Passover is a solemn feast that celebrates the freedom of the Hebrew people from the bondage of Egypt, recounted in the book of Exodus. A traditional family banquet consisting of a series of home rituals, such as the Passover Seder (Ex. 12,1-14), commemorates the release from captivity of the Jews, led by Moses.
It is one of the most important festivities of the Hebrew calendar and it lasts for eight days, starting on the 15th of the Hebrew month of Nisan, which in our modern calendar would correspond with the last part of the month of March and the first part of the month of April. But it is also corresponds with Easter, one of the two most important celebrations for Christianity. Easter remembers Christ’s crucifixion and his glorious resurrection.
Prior to Easter
Jesus had taken a forty-day journey of fasting and preparation in the desert. That time is represented in the Christian faith as “Lent” – a journey of reflection that allows the time to review, discern, transform and live. It is also a time to recognize that this grace of following Christ is costly.
Just before Easter, Jesus experienced the definitive moment that crowned his coming to earth: he realized he would be condemned for the sins of humanity, even though he was absolutely innocent of all evil.
This took place in Gethsemane (Matthew 26: 36-50). As Jesus was meditating and praying, he felt anguish.
Then Jesus went with his disciples to a place called Gethsemane, and he said to them, “Sit here while I go over there and pray.” He took Peter and the two sons of Zebedee along with him, and he began to be sorrowful and troubled. Then he said to them, “My soul is overwhelmed with sorrow to the point of death. Stay here and keep watch with me.” Going a little farther, he fell with his face to the ground and prayed, “My Father, if it is possible, may this cup be taken from me. Yet not as I will, but as you will.”
Jesus sensed that the end was coming. He knew what would happening soon. His Heavenly Father had told him. He knew he was going to be betrayed. Did the betrayal begin with his trusted men sleeping instead of watching and praying?

REQUIRED ACTIONS:
a – List the four things that Lent allows time to do, as stated in the passage on Passover and Easter.
b – Please write out the stretch of the passage on Passover and Easter from "Just before Easter, Jesus" through "he felt anguish.".
c – Continue the passage on Passover and Easter from the point where it stops.

[Dataset rows showing where objects appear]
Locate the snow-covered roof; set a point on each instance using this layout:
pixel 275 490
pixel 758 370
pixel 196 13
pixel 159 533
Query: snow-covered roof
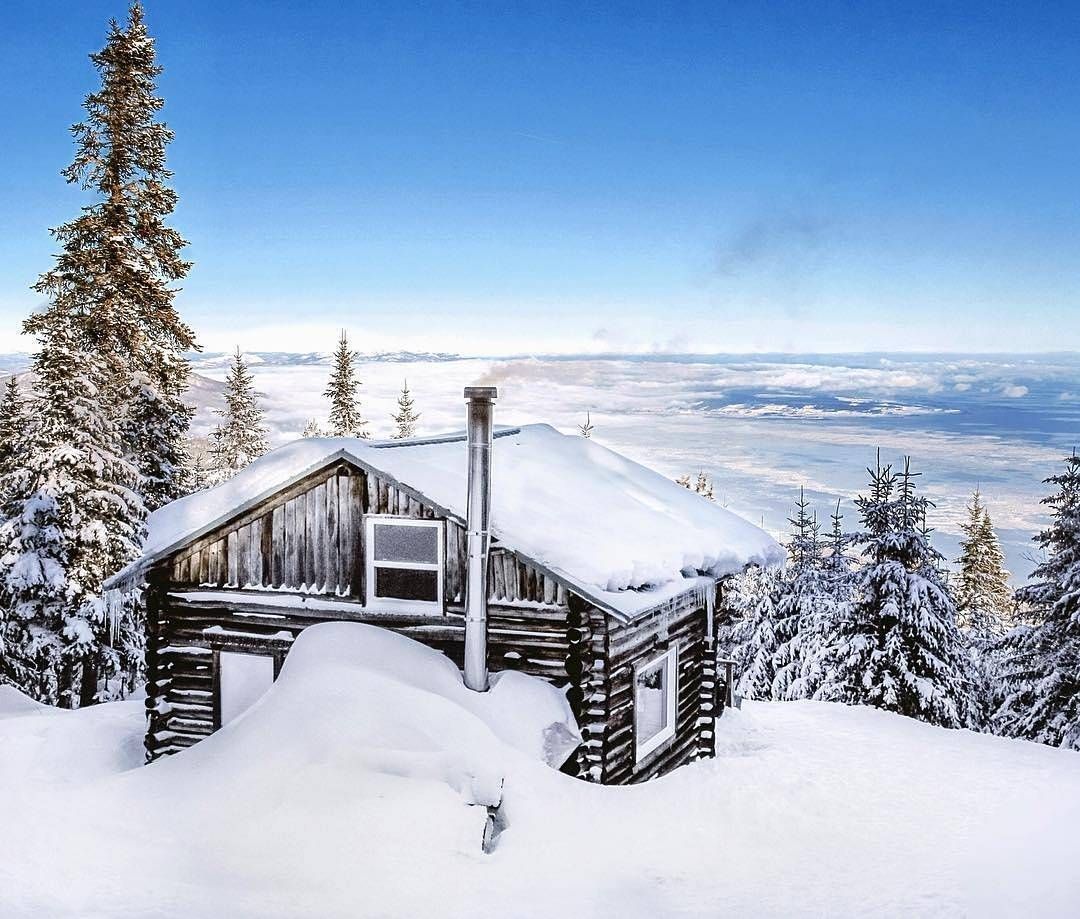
pixel 626 536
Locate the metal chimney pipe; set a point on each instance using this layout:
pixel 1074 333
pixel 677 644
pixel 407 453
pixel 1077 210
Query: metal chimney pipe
pixel 481 402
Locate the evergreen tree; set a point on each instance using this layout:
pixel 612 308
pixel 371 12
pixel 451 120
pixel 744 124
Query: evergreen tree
pixel 899 647
pixel 342 391
pixel 13 429
pixel 799 608
pixel 312 429
pixel 242 436
pixel 406 417
pixel 112 281
pixel 746 633
pixel 72 517
pixel 1042 669
pixel 702 485
pixel 837 563
pixel 198 472
pixel 984 605
pixel 983 598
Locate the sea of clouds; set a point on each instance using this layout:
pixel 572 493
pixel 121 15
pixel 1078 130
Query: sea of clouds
pixel 761 427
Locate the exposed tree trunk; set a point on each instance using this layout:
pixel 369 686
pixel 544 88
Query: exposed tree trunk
pixel 88 686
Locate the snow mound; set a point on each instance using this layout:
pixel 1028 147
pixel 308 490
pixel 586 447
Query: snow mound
pixel 603 521
pixel 13 702
pixel 527 714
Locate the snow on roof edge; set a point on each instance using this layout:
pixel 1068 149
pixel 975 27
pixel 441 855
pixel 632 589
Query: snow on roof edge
pixel 731 542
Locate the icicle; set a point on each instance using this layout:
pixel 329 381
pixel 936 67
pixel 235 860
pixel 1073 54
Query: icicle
pixel 113 609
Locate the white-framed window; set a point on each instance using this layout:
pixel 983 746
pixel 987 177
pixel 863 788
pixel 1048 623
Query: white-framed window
pixel 404 563
pixel 656 692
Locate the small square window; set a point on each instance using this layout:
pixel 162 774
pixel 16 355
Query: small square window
pixel 656 691
pixel 404 563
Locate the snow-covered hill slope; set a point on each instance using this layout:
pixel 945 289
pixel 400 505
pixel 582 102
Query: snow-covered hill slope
pixel 347 789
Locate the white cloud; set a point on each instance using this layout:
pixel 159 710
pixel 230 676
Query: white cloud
pixel 1013 391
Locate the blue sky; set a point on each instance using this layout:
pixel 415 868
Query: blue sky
pixel 468 177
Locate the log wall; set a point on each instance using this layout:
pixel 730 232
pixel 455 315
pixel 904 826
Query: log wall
pixel 606 688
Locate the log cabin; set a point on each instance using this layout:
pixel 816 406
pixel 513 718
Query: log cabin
pixel 512 549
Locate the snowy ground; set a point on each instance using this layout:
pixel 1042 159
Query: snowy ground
pixel 345 793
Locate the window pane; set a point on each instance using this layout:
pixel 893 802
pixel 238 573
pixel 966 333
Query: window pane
pixel 406 543
pixel 650 701
pixel 406 584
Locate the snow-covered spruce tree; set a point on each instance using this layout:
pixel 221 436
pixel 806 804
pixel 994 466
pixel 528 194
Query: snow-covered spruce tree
pixel 899 647
pixel 13 438
pixel 113 278
pixel 746 632
pixel 702 485
pixel 1041 672
pixel 801 595
pixel 406 417
pixel 242 435
pixel 72 518
pixel 984 605
pixel 13 429
pixel 342 391
pixel 984 600
pixel 198 473
pixel 838 563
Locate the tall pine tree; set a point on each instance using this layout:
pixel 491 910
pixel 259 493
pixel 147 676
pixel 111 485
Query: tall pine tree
pixel 746 632
pixel 1042 666
pixel 343 393
pixel 899 647
pixel 799 608
pixel 242 435
pixel 983 598
pixel 72 517
pixel 113 280
pixel 406 417
pixel 14 422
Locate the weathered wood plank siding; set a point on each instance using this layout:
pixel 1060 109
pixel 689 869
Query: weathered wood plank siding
pixel 310 539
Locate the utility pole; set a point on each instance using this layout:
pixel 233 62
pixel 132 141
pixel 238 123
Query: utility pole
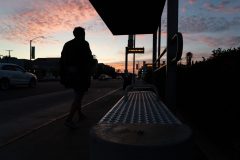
pixel 9 53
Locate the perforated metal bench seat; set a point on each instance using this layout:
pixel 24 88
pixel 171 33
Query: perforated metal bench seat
pixel 140 127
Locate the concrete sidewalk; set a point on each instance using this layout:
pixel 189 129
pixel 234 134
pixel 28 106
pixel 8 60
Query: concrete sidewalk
pixel 55 141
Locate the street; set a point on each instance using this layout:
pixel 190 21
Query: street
pixel 24 109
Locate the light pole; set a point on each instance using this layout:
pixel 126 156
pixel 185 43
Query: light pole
pixel 31 45
pixel 9 53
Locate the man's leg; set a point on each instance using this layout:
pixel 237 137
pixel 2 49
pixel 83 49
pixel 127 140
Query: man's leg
pixel 76 105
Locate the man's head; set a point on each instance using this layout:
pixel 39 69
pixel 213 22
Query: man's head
pixel 79 33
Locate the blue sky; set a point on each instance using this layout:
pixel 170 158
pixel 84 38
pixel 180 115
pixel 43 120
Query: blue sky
pixel 206 25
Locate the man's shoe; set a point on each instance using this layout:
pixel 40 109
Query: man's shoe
pixel 81 117
pixel 70 124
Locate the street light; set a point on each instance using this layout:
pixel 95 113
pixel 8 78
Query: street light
pixel 31 45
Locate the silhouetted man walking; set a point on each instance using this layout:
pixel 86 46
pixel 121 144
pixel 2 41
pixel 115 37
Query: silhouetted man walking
pixel 75 71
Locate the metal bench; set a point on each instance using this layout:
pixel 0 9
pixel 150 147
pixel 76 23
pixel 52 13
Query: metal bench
pixel 141 127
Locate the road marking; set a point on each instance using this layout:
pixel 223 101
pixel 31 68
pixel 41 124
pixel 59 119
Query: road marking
pixel 52 120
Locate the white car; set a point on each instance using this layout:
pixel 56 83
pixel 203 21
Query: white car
pixel 15 75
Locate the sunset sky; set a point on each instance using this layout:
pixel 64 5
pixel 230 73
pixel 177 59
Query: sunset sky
pixel 206 25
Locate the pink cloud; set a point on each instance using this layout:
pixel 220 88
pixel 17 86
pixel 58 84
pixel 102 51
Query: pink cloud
pixel 219 42
pixel 222 7
pixel 46 17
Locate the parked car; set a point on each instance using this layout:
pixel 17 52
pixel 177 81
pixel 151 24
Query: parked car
pixel 15 75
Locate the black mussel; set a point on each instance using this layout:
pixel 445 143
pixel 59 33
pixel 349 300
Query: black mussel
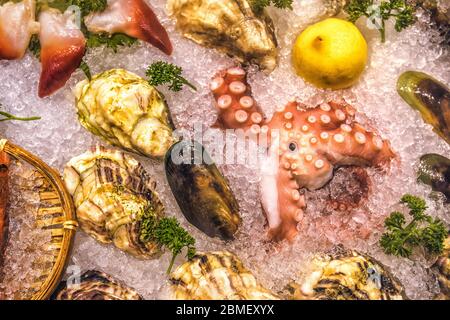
pixel 434 170
pixel 201 191
pixel 430 97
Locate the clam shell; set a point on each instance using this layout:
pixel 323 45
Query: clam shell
pixel 201 191
pixel 217 276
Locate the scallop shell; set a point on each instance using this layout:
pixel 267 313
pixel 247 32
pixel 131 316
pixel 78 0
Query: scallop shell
pixel 111 193
pixel 95 285
pixel 231 26
pixel 217 276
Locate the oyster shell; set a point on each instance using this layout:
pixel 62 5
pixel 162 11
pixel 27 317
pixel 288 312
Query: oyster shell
pixel 347 275
pixel 201 191
pixel 231 26
pixel 434 170
pixel 112 194
pixel 126 111
pixel 430 97
pixel 217 276
pixel 95 285
pixel 442 268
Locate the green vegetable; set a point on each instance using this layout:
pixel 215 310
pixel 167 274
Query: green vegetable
pixel 423 230
pixel 166 73
pixel 259 5
pixel 167 232
pixel 7 117
pixel 398 9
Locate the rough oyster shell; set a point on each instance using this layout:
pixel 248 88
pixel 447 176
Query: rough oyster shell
pixel 95 285
pixel 125 110
pixel 347 275
pixel 217 276
pixel 201 191
pixel 231 26
pixel 442 268
pixel 430 97
pixel 111 193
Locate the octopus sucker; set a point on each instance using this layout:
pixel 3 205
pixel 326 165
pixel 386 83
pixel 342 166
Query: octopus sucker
pixel 305 146
pixel 134 18
pixel 217 276
pixel 4 193
pixel 17 25
pixel 95 285
pixel 62 48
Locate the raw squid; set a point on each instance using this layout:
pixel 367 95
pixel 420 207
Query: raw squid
pixel 4 163
pixel 95 285
pixel 217 276
pixel 17 25
pixel 305 144
pixel 132 17
pixel 62 48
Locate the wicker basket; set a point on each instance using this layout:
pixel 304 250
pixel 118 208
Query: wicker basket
pixel 57 214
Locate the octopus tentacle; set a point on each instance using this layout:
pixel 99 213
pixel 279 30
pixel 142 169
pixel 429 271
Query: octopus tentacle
pixel 62 48
pixel 306 144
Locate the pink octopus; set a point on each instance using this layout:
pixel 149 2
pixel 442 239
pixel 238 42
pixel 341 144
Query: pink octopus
pixel 309 143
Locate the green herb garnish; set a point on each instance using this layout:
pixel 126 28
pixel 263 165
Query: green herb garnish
pixel 398 9
pixel 259 5
pixel 423 230
pixel 162 72
pixel 167 232
pixel 5 116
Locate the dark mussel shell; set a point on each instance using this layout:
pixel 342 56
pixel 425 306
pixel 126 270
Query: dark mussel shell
pixel 430 97
pixel 201 191
pixel 434 170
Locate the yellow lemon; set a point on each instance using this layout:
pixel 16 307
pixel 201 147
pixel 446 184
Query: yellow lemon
pixel 330 54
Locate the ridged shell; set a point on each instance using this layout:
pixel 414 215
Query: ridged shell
pixel 231 26
pixel 430 97
pixel 434 170
pixel 442 268
pixel 217 276
pixel 111 191
pixel 95 285
pixel 346 275
pixel 126 111
pixel 201 191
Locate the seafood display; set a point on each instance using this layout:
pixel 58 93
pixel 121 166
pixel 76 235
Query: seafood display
pixel 126 111
pixel 434 170
pixel 4 192
pixel 430 97
pixel 95 285
pixel 231 26
pixel 442 268
pixel 305 145
pixel 113 196
pixel 347 275
pixel 217 276
pixel 132 17
pixel 201 191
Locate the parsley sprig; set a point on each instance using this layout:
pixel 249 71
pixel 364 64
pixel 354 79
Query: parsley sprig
pixel 400 10
pixel 167 232
pixel 162 72
pixel 423 230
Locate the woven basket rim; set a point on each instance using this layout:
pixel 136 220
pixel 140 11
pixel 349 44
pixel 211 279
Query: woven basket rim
pixel 69 226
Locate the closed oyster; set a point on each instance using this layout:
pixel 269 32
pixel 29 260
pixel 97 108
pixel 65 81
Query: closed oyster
pixel 430 97
pixel 113 195
pixel 347 275
pixel 434 170
pixel 126 111
pixel 231 26
pixel 442 268
pixel 201 191
pixel 95 285
pixel 217 276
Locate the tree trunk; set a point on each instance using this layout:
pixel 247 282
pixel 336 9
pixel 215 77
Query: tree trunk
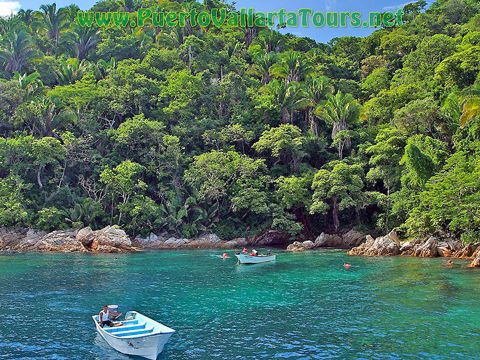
pixel 284 116
pixel 39 176
pixel 336 221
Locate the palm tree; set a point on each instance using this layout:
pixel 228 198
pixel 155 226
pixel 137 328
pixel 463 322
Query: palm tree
pixel 85 40
pixel 16 52
pixel 262 65
pixel 71 71
pixel 339 110
pixel 53 21
pixel 316 91
pixel 292 67
pixel 270 40
pixel 289 98
pixel 26 16
pixel 470 110
pixel 31 83
pixel 9 24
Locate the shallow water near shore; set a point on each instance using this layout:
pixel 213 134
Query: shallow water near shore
pixel 304 306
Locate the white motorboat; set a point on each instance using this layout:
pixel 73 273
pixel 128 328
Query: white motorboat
pixel 139 335
pixel 257 259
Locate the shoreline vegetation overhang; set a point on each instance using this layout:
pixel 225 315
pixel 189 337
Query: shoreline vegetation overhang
pixel 245 17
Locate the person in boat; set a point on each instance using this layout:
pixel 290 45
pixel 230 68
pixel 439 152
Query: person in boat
pixel 104 318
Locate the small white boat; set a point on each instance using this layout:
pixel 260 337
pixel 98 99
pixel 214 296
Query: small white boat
pixel 258 259
pixel 139 335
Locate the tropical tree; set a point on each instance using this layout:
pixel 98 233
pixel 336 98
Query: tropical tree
pixel 16 51
pixel 54 23
pixel 338 189
pixel 85 40
pixel 340 111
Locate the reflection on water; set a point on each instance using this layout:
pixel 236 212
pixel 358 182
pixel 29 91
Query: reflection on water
pixel 303 306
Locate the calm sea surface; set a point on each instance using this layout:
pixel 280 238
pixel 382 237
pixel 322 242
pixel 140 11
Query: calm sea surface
pixel 304 306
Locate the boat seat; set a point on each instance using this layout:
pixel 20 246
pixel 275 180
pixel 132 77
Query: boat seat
pixel 130 322
pixel 134 332
pixel 123 328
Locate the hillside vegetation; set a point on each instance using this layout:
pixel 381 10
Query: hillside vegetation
pixel 237 130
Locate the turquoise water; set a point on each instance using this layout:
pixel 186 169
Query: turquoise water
pixel 304 306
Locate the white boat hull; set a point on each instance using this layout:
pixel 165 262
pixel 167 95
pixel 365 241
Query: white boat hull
pixel 247 259
pixel 148 346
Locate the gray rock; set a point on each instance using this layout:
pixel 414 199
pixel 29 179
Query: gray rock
pixel 59 241
pixel 388 245
pixel 301 246
pixel 328 240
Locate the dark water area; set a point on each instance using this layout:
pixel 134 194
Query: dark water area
pixel 304 306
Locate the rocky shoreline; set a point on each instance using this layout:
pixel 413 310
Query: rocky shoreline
pixel 390 245
pixel 113 239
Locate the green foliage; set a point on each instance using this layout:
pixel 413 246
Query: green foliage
pixel 50 219
pixel 13 206
pixel 188 130
pixel 451 200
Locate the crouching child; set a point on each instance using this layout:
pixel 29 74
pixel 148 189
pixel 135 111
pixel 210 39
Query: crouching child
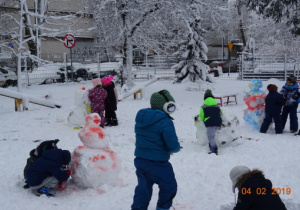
pixel 48 171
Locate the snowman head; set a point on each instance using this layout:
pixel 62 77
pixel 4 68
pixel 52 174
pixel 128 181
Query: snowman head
pixel 92 120
pixel 92 135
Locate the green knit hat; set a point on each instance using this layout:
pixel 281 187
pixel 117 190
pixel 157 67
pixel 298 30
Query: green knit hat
pixel 208 91
pixel 158 100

ANSWERS:
a – review, discern, transform, live

b –
Just before Easter, Jesus experienced the definitive moment that crowned his coming to earth: he realized he would be condemned for the sins of humanity, even though he was absolutely innocent of all evil.
This took place in Gethsemane (Matthew 26: 36-50). As Jesus was meditating and praying, he felt anguish.

c –
Then he returned to the disciples and said to them, “Are you still sleeping and resting? Look, the hour has come, and the Son of Man is delivered into the hands of sinners. Rise! Let us go! Here comes my betrayer!”
Soon Judas delivered him for 30 pieces of silver. His life was worth only 30 pieces of silver! Jesus loved Judas, he knew he had to be the “bad guy” in the story. He had compassion for him, but the prophecy had to be fulfilled.
While he was still speaking, Judas, one of the Twelve, arrived. With him was a large crowd armed with swords and clubs, sent from the chief priests and the elders of the people. Now the betrayer had arranged a signal with them: “The one I kiss is the man; arrest him.” Going at once to Jesus, Judas said, “Greetings, Rabbi!” and kissed him. Jesus replied, “Do what you came for, friend.”
Beginning the Jewish Passover
It was the beginning of the end … or a new beginning. It depends how you read the story. Jesus was brought before Caiaphas, the high priest. With him were the teachers of the Law. He was later brought before Pilate. Peter denied it three times as the Scriptures say (Matthew 26: 69-75). “I do not know that man!” While this was happening, Judas repented. He had confessed his sin, but the priests ignored him. Then he hanged himself, full of remorse and pain. Jesus appeared before the governor, and he asked him: “Are you the king of the Jews?”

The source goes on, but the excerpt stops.